══ BLOK TEKS
Padahal, lanjutnya, kontribusi industri manufaktur mencapai 17,9% terhadap PDB nasional. Sehingga, kinerja serta daya saingnya perlu diberikan dukungan penuh dari pemerintah.
"Apapun yang membuat industri sulit, itu harus dihilangkan. Apakah itu berkaitan dengan impor bahan baku, apakah dengan ekspor produk, apakah itu berkaitan dengan regulasi fiskal, kita dalam tanda petik membantu agar industri dalam negeri kita [stabil] dalam kondisi tidak normal ini," tambahnya.
Diketahui, Kementerian Keuangan mengusulkan produk minuman berpemanis dikenakan cukai Rp1.500 per liter untuk teh kemasan. Produksi teh kemasan ini mencapai 2,191 juta liter setiap tahun, dengan potensi penerimaannya mencapai Rp2,7 triliun.
════
_TUGAS SINGKAT 1_
Pilih dan salin setiap baris pada entri di bawah yang memuat kata "blurred".
══ ENTRI YANG DITAMPILKAN
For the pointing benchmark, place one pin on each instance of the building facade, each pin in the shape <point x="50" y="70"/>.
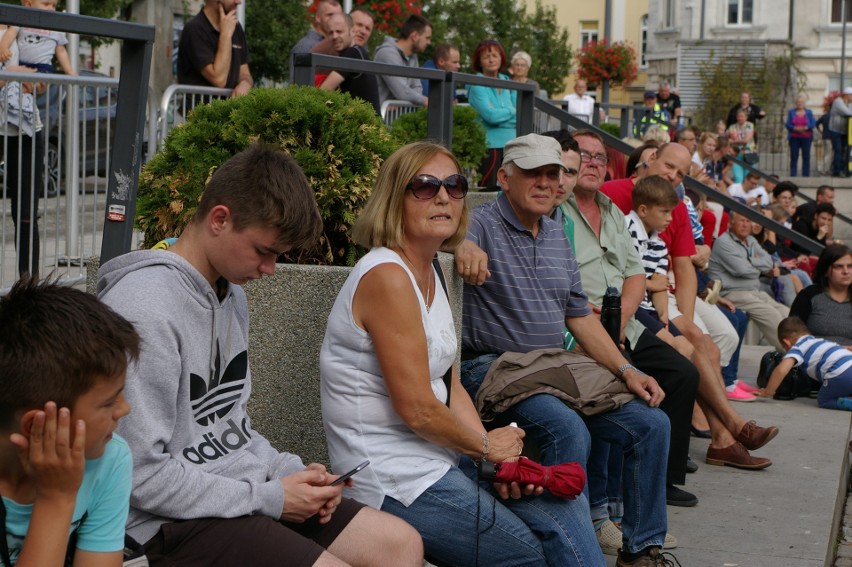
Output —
<point x="586" y="21"/>
<point x="683" y="32"/>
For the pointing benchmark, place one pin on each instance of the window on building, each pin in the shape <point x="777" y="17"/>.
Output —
<point x="588" y="33"/>
<point x="668" y="14"/>
<point x="837" y="11"/>
<point x="740" y="12"/>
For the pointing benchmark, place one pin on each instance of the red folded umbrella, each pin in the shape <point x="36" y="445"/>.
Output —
<point x="565" y="480"/>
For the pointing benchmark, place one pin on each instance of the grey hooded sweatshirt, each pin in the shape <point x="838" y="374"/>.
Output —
<point x="195" y="454"/>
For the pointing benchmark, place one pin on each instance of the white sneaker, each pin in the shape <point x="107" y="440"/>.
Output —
<point x="609" y="537"/>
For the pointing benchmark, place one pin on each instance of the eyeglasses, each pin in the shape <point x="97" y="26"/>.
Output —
<point x="425" y="186"/>
<point x="599" y="159"/>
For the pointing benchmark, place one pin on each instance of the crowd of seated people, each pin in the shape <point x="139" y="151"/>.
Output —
<point x="573" y="226"/>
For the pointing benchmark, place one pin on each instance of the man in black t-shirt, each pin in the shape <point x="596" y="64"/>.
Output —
<point x="358" y="85"/>
<point x="213" y="51"/>
<point x="670" y="102"/>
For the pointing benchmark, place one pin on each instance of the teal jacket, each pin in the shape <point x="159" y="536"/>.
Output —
<point x="497" y="112"/>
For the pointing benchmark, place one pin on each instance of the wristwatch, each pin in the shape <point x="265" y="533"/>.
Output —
<point x="624" y="368"/>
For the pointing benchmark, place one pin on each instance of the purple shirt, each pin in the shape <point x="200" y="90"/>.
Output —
<point x="534" y="284"/>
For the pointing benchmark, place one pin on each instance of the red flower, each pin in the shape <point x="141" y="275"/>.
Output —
<point x="598" y="62"/>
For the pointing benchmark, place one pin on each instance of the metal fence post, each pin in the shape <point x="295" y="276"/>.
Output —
<point x="127" y="148"/>
<point x="439" y="122"/>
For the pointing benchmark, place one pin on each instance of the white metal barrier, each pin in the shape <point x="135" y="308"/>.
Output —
<point x="171" y="110"/>
<point x="393" y="109"/>
<point x="53" y="226"/>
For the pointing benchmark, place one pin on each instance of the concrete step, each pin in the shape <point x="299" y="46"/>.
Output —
<point x="783" y="516"/>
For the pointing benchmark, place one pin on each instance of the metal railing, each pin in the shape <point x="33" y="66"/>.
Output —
<point x="172" y="108"/>
<point x="92" y="142"/>
<point x="531" y="111"/>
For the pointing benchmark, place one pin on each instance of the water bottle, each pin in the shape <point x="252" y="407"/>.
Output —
<point x="611" y="314"/>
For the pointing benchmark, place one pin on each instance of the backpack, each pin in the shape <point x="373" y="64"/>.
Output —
<point x="795" y="384"/>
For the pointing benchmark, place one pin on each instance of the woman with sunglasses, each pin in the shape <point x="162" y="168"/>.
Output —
<point x="389" y="353"/>
<point x="497" y="108"/>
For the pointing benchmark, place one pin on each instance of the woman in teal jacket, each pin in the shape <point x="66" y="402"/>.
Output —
<point x="496" y="108"/>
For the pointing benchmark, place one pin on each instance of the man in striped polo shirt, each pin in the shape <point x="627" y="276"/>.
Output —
<point x="533" y="290"/>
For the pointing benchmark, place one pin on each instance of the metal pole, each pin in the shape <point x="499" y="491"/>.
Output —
<point x="72" y="149"/>
<point x="843" y="45"/>
<point x="607" y="35"/>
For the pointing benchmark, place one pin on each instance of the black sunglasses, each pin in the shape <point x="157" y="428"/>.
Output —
<point x="426" y="186"/>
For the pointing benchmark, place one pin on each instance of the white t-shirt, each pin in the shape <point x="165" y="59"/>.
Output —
<point x="580" y="105"/>
<point x="358" y="415"/>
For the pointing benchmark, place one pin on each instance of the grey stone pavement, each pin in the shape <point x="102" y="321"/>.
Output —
<point x="782" y="516"/>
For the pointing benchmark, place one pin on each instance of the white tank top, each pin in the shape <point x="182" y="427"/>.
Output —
<point x="359" y="418"/>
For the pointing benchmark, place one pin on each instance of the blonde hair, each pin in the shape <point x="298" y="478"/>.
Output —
<point x="381" y="221"/>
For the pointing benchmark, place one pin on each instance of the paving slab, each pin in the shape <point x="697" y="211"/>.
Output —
<point x="782" y="516"/>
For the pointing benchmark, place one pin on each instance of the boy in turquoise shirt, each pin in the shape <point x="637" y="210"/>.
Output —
<point x="65" y="479"/>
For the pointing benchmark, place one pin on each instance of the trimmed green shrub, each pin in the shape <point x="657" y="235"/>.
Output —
<point x="338" y="141"/>
<point x="468" y="133"/>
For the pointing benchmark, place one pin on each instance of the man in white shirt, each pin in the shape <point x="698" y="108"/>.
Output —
<point x="579" y="103"/>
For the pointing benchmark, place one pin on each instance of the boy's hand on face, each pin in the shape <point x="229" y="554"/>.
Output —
<point x="227" y="21"/>
<point x="53" y="457"/>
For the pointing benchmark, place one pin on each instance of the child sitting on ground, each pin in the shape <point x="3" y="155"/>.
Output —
<point x="653" y="201"/>
<point x="824" y="361"/>
<point x="65" y="478"/>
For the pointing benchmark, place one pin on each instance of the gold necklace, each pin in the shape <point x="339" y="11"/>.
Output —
<point x="418" y="276"/>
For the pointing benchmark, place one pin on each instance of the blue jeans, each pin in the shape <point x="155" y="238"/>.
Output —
<point x="739" y="319"/>
<point x="463" y="523"/>
<point x="640" y="433"/>
<point x="803" y="146"/>
<point x="630" y="448"/>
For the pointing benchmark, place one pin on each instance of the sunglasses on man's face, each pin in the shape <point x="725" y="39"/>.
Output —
<point x="426" y="186"/>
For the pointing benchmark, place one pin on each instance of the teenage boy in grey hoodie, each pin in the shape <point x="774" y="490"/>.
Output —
<point x="207" y="488"/>
<point x="415" y="37"/>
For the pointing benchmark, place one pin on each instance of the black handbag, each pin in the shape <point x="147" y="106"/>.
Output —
<point x="796" y="383"/>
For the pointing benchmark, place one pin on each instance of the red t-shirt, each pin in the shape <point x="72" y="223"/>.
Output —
<point x="678" y="235"/>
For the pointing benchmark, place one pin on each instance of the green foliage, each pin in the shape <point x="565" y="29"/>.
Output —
<point x="276" y="26"/>
<point x="468" y="133"/>
<point x="338" y="141"/>
<point x="549" y="48"/>
<point x="464" y="23"/>
<point x="773" y="83"/>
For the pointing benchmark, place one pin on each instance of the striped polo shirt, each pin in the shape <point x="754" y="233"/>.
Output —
<point x="821" y="359"/>
<point x="534" y="284"/>
<point x="652" y="251"/>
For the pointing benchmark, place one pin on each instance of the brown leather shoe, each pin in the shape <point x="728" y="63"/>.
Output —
<point x="752" y="436"/>
<point x="735" y="456"/>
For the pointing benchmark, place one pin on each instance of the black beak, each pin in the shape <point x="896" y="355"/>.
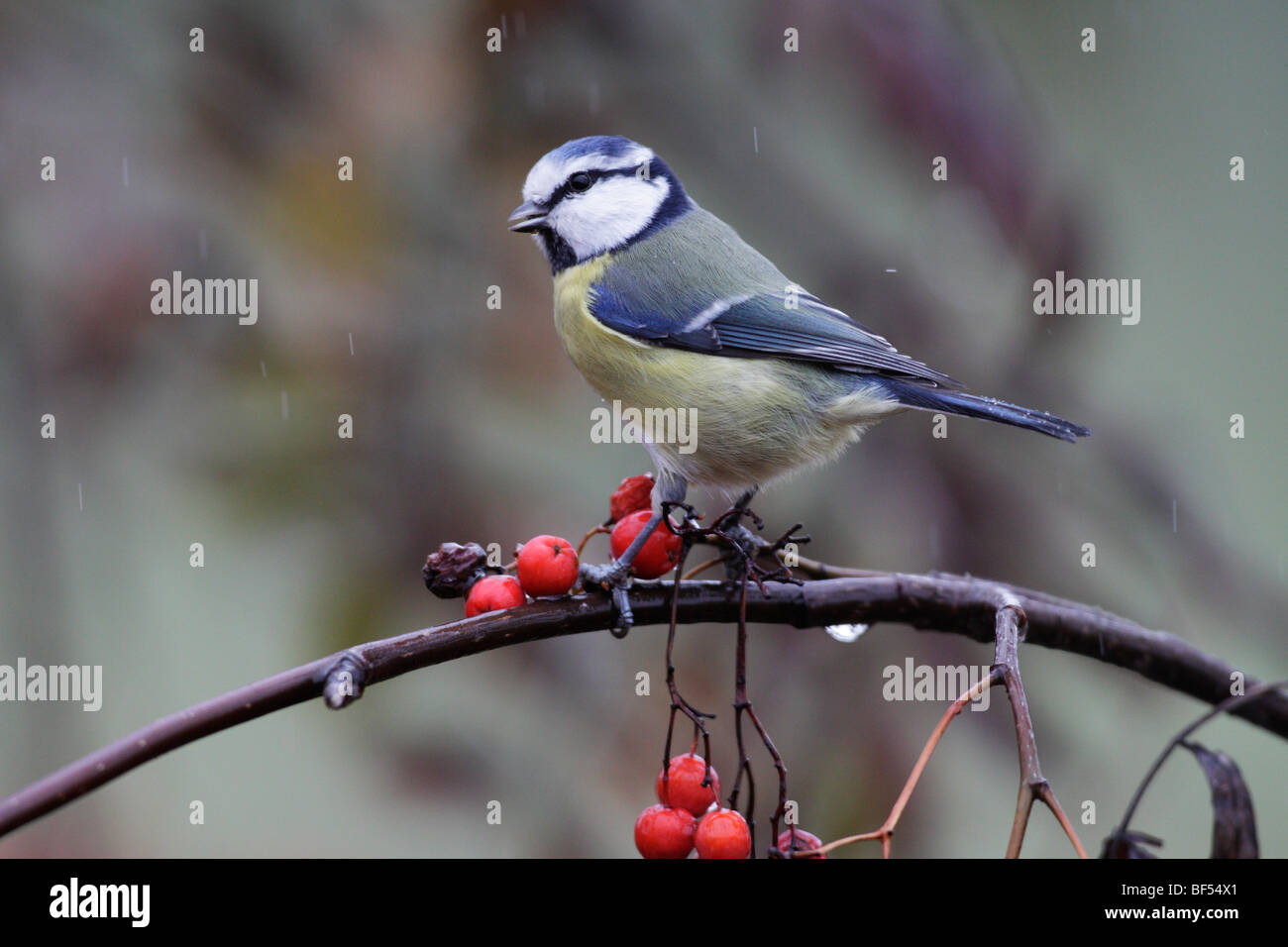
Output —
<point x="527" y="218"/>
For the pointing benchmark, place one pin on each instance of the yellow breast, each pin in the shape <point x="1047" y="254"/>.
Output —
<point x="755" y="419"/>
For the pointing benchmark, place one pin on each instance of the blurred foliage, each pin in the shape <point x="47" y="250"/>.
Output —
<point x="472" y="424"/>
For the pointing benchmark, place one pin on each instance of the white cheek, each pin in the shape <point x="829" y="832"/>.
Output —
<point x="608" y="214"/>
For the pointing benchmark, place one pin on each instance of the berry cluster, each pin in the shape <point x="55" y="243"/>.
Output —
<point x="688" y="815"/>
<point x="548" y="566"/>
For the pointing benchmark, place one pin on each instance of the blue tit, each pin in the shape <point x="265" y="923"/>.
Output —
<point x="661" y="305"/>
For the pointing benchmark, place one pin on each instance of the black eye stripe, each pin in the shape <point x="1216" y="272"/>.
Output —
<point x="595" y="175"/>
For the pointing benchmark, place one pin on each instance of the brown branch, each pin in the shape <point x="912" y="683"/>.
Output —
<point x="1006" y="661"/>
<point x="944" y="603"/>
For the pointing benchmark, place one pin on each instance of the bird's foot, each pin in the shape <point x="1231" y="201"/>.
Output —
<point x="617" y="579"/>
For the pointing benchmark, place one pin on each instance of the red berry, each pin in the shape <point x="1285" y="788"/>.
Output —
<point x="684" y="789"/>
<point x="661" y="549"/>
<point x="634" y="493"/>
<point x="805" y="841"/>
<point x="722" y="834"/>
<point x="548" y="566"/>
<point x="662" y="832"/>
<point x="493" y="594"/>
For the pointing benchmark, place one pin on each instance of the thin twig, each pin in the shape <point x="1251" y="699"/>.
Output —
<point x="887" y="828"/>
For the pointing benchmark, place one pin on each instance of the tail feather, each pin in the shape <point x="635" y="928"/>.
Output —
<point x="925" y="398"/>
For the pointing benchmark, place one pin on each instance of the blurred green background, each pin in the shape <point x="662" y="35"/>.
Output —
<point x="471" y="424"/>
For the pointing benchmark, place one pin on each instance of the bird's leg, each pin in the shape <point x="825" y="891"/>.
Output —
<point x="616" y="577"/>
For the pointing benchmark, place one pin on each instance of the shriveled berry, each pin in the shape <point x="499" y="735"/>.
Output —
<point x="664" y="832"/>
<point x="684" y="789"/>
<point x="722" y="834"/>
<point x="452" y="569"/>
<point x="805" y="841"/>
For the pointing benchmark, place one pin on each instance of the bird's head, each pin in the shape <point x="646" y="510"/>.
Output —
<point x="593" y="195"/>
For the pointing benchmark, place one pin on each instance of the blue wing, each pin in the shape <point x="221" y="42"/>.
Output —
<point x="755" y="324"/>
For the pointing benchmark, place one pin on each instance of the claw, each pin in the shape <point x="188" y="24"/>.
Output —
<point x="617" y="579"/>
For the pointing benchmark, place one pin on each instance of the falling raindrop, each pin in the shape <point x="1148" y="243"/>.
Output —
<point x="845" y="633"/>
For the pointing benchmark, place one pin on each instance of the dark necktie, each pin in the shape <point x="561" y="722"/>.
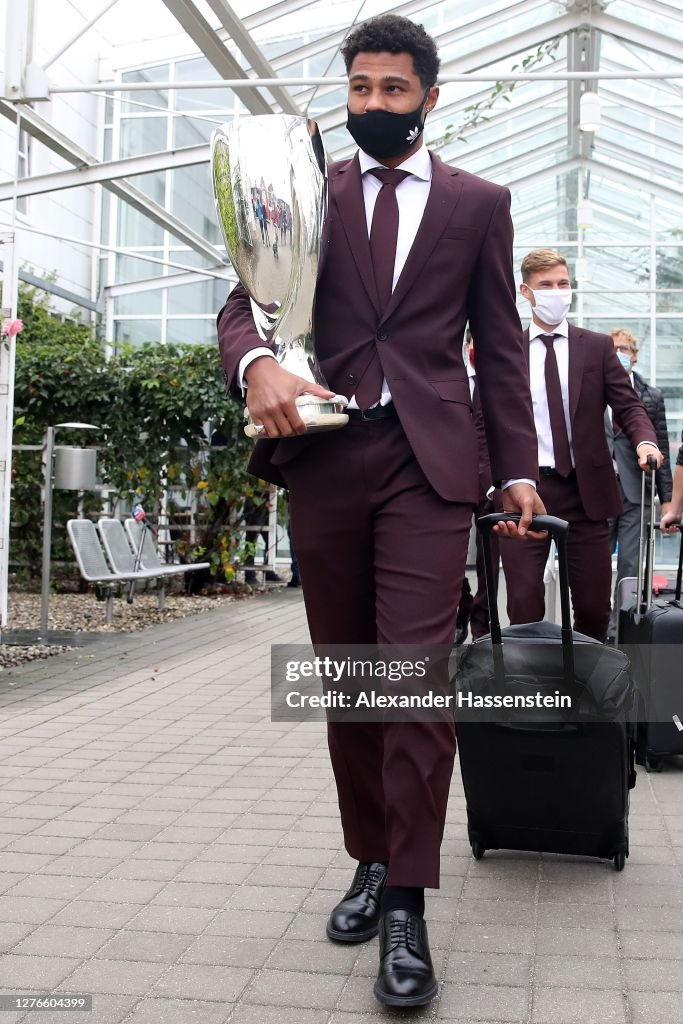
════
_TUGAS SINGKAT 2_
Jawab pertanyaan berikut berdasarkan blok teks di atas tentang industri manufaktur dan cukai minuman berpemanis:
(a) Berapa persen kontribusi industri manufaktur terhadap PDB nasional?
(b) Berapa besar cukai per liter yang diusulkan Kementerian Keuangan untuk teh kemasan?
(c) Berapa potensi penerimaan dari cukai teh kemasan tersebut?

_JAWABAN LENGKAP 1_
For the pointing benchmark, place one pin on each instance of the blurred foliage, each pin in the shape <point x="47" y="250"/>.
For the pointing benchmark, place one pin on each instance of the blurred green background, each pin in the shape <point x="662" y="35"/>.

_JAWABAN LENGKAP 2_
(a) 17,9%.
(b) Rp1.500 per liter.
(c) Rp2,7 triliun.